Arrange the records from the line containing "[locate] white ceiling" through the end of the records as a numbered list, including both ends and omitting blank lines.

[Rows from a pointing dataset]
##########
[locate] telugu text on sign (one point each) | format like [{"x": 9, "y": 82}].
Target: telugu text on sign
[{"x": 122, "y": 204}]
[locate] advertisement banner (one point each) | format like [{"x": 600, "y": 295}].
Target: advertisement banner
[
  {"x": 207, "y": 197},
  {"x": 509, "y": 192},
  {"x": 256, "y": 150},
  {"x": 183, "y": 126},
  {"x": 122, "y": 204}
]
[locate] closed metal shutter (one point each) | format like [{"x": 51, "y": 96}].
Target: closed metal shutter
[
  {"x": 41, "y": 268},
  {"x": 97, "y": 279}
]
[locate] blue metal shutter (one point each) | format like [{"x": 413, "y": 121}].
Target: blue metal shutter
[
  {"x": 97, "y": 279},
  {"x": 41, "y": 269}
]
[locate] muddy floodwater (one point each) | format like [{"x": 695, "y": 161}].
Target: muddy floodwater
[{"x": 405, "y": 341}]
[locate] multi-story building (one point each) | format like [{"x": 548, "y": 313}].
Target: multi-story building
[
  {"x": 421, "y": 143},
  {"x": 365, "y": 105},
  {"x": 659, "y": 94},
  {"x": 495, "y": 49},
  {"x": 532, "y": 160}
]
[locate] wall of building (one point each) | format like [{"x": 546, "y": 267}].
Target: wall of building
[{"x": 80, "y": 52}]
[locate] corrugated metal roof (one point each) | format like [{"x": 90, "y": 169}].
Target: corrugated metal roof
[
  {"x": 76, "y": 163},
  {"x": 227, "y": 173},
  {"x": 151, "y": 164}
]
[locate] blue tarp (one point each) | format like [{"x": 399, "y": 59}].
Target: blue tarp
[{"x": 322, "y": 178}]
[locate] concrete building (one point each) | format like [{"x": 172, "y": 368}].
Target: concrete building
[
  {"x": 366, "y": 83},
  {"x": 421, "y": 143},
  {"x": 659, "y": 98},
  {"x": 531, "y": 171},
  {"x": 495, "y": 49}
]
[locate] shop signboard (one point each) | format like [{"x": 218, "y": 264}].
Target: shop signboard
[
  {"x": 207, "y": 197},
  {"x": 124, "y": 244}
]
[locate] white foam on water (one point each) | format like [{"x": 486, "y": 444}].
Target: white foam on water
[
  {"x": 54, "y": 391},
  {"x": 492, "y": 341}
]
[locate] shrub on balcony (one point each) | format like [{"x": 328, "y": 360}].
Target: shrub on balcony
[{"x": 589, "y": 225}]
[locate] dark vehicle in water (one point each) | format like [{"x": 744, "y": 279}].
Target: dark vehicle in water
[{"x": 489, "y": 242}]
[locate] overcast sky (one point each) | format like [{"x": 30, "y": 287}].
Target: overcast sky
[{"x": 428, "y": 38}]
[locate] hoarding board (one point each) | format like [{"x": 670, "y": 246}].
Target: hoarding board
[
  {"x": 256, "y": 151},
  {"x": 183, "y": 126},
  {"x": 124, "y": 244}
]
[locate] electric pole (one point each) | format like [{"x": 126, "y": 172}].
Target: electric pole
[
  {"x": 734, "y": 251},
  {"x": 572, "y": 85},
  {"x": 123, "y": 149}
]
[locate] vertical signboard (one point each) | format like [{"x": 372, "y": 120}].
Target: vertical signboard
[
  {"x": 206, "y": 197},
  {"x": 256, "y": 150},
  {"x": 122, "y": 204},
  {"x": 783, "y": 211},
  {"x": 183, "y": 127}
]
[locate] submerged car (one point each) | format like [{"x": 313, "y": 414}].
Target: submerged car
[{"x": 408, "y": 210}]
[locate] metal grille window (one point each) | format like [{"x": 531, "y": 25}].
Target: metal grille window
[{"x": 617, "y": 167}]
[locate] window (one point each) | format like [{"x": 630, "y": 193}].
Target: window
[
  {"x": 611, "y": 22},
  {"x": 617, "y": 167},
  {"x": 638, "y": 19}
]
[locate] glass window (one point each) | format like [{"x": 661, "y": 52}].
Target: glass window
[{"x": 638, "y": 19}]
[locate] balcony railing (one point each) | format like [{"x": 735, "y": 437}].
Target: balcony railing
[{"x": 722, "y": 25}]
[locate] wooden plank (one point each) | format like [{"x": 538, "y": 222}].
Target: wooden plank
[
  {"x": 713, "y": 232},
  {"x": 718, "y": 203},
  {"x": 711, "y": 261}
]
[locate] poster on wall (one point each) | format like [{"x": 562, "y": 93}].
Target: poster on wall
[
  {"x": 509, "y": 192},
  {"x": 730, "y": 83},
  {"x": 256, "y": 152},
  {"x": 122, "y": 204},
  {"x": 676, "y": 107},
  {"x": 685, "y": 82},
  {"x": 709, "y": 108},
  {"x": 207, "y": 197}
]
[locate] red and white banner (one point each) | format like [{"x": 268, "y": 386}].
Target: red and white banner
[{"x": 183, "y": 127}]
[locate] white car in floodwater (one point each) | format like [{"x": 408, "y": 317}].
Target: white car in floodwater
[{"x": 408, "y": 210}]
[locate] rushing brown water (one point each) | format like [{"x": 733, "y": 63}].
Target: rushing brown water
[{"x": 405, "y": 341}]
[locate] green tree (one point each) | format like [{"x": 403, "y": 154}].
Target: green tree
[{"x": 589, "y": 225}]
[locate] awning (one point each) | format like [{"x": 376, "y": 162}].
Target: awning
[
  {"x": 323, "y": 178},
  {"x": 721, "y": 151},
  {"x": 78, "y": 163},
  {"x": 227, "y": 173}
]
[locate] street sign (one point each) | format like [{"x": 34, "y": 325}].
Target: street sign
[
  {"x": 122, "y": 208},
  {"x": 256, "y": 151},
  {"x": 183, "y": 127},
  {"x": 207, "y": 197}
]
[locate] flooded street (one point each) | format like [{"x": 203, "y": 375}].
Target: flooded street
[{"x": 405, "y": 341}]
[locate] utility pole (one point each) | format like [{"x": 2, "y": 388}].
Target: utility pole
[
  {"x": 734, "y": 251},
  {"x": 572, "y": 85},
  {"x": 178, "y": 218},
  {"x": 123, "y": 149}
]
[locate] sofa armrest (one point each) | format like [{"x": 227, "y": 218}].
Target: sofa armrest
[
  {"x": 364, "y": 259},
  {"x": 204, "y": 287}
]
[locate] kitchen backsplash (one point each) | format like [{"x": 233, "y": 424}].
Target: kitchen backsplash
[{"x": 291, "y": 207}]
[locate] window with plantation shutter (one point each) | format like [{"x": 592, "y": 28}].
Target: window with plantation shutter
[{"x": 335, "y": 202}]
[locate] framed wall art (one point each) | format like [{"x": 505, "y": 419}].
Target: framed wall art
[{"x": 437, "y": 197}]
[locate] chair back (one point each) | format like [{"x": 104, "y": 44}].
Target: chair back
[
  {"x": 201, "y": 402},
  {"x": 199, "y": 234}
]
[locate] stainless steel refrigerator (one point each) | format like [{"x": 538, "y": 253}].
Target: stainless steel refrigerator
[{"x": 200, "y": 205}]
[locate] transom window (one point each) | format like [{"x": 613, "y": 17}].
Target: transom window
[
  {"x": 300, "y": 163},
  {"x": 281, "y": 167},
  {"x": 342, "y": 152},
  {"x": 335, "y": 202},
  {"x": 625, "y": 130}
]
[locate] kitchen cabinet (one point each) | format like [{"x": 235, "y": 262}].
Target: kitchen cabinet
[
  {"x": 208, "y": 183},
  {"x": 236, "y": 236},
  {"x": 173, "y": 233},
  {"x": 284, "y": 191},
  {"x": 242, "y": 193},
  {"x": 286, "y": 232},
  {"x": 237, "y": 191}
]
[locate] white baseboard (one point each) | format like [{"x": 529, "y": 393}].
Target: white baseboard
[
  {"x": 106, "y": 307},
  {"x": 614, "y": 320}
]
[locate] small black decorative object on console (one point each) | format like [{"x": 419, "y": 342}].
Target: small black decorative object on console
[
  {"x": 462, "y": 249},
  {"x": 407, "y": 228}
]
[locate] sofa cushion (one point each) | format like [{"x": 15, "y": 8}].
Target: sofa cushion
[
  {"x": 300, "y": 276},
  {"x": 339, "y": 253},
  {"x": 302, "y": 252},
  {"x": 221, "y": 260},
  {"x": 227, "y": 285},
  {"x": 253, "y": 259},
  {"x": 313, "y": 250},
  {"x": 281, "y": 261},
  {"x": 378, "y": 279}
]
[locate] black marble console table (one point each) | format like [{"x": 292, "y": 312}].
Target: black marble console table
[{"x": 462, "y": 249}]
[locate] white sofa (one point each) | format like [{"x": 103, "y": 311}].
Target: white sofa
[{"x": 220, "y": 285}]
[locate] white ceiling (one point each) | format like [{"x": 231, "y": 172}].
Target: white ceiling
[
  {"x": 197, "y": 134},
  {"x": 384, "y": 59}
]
##########
RESULT OF THIS EXERCISE >>
1. [locate] white ceiling (one point each) | format like [{"x": 231, "y": 172}].
2. Target: white ceiling
3. [
4.   {"x": 197, "y": 134},
5.   {"x": 384, "y": 59}
6. ]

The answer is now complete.